Text under study ::
>>>>

The other place I would like to take this lens is out on the streets after sunset. My guess is this lens would make me miss dinner reservations constantly. Unfortunately the bland lighting of the Expo would not give me a chance to test this theory.
M9 Titan & 35mm Summilux
Just in case you were thinking about buying the new titanium M9 and matching 35mm Summilux f 1.4, think again. Leica said they are all sold. While I was testing all the lenses above, Michael Reichmann and Sean Reid were getting a private showing of the newest special edition from Leica and Walter De Silva.
Before it was set back in its case, I had a few minutes to handle the body, feel the new wrap and see if it was worth all the hype. I am not sure if it’s possible to say whether this camera is worth it. As a collector’s item, it might be worth it, as a camera to use it might also be worth it. But to use a $27k 35mm camera as a working unit, I trust that the photographer has a day rate in excess of $10k. But I was not hoping to handle the titanium to see if it was worth the money.
I wanted to see what Leica does when they are left to their own devices. First let’s look at the strange things about the camera, like its funny textured grip, the cartoon like logo, and the LED framelines. The grip is great. It’s easy to hold and the transition from a titanium back to the recessed rubber face acts almost like an external grip. While I am not crazy about how it looks, it is a good feel. The logo is like having a spotlight on the word Leica. This will not be the camera to take to a favela in Rio. I would save this for red carpet events. The LED framelines are strange. In the future we may see it on more Leica’s but I would need a few weeks of shooting to decide whether I like the LED.

<<<<

The data ::
>>>>

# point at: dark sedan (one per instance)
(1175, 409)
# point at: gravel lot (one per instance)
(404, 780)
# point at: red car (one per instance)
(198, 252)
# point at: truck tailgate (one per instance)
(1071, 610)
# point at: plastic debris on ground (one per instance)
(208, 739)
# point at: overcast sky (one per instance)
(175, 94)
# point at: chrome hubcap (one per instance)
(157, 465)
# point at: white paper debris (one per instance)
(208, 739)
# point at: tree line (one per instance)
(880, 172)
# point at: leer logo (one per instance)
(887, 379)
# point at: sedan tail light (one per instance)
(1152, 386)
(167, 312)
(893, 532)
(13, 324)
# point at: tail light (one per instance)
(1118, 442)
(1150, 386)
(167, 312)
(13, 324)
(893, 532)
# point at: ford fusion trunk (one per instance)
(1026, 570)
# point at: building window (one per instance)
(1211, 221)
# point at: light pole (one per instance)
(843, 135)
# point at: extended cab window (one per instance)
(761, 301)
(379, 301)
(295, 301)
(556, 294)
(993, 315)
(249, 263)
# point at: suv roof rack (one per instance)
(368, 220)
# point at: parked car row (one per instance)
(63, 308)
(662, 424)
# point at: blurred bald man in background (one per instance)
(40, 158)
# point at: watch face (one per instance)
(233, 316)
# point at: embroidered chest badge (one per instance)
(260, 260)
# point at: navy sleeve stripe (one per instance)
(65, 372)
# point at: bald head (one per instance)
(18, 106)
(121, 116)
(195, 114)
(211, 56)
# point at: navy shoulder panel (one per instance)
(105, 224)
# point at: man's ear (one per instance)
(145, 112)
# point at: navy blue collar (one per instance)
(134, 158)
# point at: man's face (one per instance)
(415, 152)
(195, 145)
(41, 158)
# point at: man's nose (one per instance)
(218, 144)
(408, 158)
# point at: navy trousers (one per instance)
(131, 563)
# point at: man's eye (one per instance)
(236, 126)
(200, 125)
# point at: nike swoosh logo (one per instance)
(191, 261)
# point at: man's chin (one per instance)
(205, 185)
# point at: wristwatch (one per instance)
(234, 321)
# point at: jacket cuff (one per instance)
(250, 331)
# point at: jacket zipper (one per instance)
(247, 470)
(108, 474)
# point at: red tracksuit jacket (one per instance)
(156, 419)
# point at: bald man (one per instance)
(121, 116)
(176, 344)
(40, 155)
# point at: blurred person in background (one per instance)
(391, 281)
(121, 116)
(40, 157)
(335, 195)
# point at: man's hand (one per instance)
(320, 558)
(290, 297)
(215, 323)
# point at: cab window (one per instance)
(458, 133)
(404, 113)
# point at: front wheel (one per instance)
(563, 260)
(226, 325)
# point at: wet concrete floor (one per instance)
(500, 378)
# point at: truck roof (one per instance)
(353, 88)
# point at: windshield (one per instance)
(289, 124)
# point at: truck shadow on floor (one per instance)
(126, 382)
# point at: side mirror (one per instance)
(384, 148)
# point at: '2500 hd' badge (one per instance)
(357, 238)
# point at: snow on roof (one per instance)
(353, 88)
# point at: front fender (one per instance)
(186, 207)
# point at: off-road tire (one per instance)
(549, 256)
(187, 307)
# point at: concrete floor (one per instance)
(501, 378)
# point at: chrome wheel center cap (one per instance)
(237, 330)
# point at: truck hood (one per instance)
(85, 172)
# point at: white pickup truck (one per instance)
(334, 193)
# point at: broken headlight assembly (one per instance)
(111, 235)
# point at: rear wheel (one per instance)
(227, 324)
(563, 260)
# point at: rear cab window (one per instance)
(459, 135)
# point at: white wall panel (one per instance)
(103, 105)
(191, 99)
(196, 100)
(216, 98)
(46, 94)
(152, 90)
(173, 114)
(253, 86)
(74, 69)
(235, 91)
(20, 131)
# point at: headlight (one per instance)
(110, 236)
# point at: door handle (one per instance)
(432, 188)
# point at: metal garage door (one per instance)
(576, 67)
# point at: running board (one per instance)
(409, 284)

<<<<

Work to be completed :: In the text about the titanium Leica M9, which features are named as the strange things about the camera?

Problem solution ::
- its funny textured grip
- the cartoon like logo
- the LED framelines